→ What you should do:
Pull out every line in the items below that contains the word "flag", and copy each of those lines unchanged.

→ Exercise material:
────────────────────
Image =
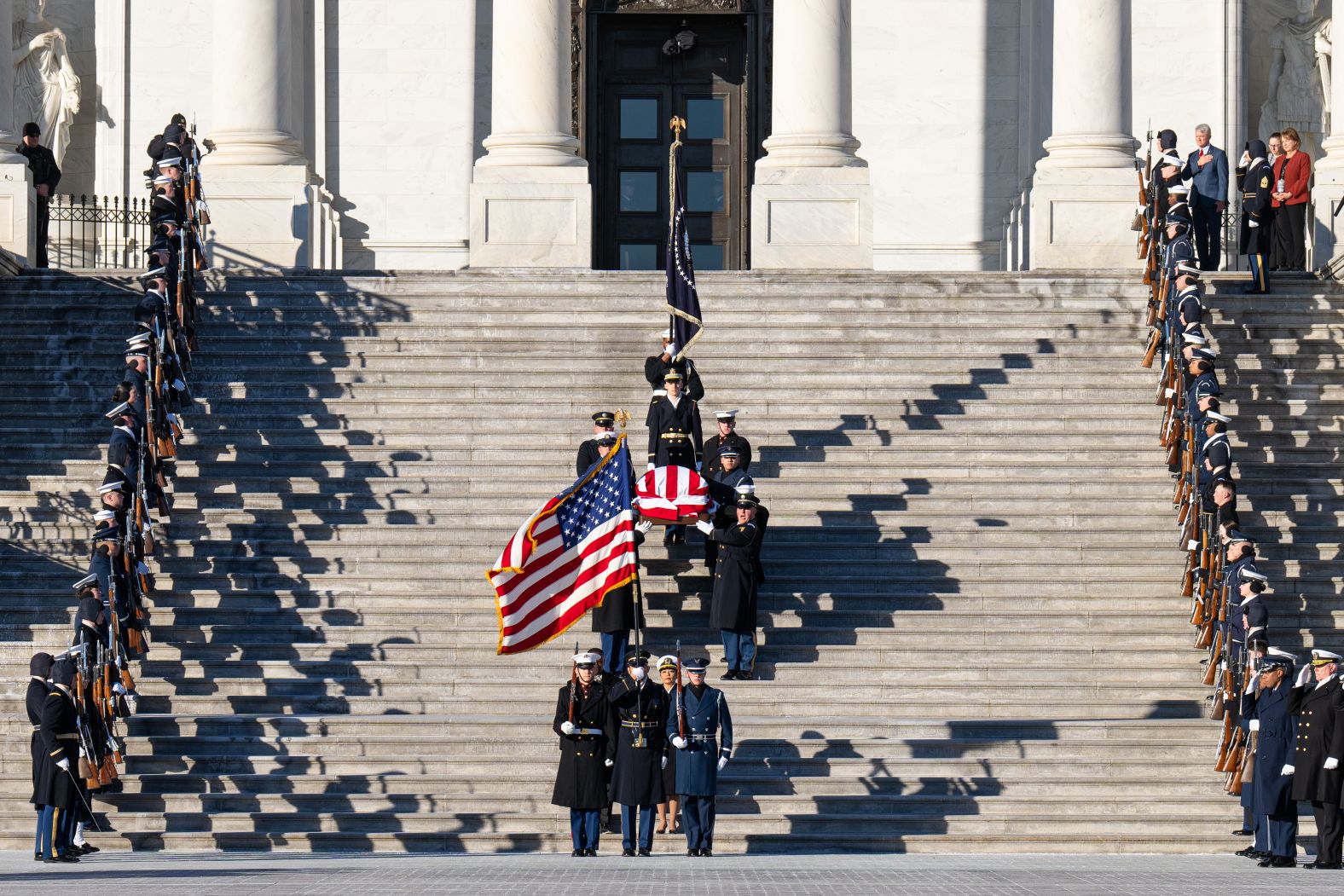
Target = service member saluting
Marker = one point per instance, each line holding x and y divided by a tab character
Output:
1318	706
581	720
692	728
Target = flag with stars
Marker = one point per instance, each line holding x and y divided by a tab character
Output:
566	557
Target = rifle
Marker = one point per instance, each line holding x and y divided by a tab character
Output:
574	673
681	697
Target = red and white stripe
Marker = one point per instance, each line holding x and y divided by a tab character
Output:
542	588
671	494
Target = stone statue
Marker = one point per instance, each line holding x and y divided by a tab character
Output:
46	89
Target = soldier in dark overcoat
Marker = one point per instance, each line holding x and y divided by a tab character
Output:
1254	180
38	690
1267	708
634	750
1318	704
56	790
700	755
581	723
589	453
734	609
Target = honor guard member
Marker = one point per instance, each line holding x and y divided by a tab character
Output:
700	755
1318	706
1254	180
734	609
602	422
723	490
38	690
725	438
581	721
655	366
675	436
58	793
634	751
1267	707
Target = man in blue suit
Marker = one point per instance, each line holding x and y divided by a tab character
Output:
1208	168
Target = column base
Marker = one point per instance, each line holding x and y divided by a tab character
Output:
18	212
258	215
531	217
812	218
1080	218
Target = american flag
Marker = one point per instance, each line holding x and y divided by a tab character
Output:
566	557
671	492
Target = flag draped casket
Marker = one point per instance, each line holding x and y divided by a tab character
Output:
566	557
671	494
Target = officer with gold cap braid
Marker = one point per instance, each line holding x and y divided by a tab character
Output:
581	721
1318	704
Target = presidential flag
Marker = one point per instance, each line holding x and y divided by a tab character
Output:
566	557
683	303
671	492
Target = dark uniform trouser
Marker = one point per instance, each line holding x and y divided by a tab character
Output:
42	228
1330	828
698	814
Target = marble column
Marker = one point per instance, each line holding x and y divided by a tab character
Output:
18	202
1330	171
812	199
531	202
1084	189
257	177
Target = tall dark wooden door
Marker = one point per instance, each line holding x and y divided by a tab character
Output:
637	86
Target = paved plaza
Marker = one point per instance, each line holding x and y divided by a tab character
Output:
347	875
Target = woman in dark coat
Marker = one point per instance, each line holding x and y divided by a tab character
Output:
581	779
38	690
55	788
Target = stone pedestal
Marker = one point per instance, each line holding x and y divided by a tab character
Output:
531	200
812	199
1085	189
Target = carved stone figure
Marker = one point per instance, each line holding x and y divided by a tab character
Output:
46	89
1300	78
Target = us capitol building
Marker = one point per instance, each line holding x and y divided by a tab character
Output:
900	135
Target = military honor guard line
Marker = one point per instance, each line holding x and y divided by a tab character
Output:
1283	715
78	697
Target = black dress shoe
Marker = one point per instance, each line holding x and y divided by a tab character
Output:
1278	861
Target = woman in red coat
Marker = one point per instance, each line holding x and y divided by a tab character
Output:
1292	175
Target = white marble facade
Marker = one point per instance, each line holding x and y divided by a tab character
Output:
392	110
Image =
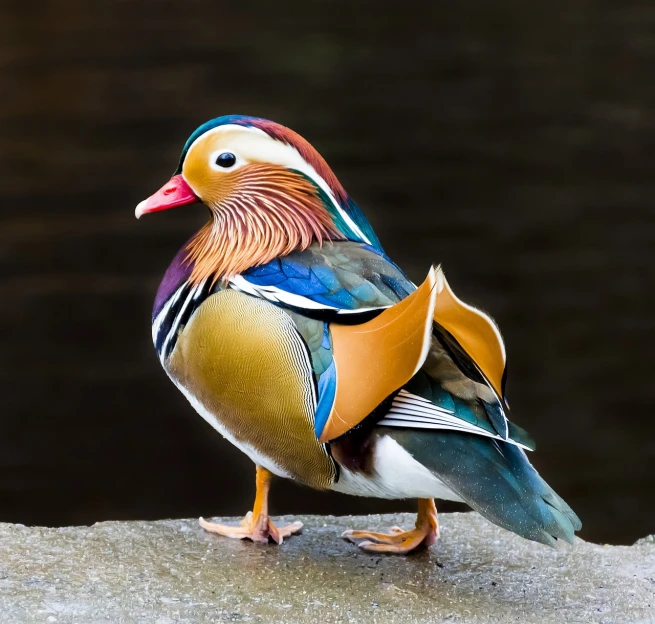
────────────────────
→ Problem solution:
Target = flag with stars
Target = american flag
Target = flag draped casket
Target = presidential flag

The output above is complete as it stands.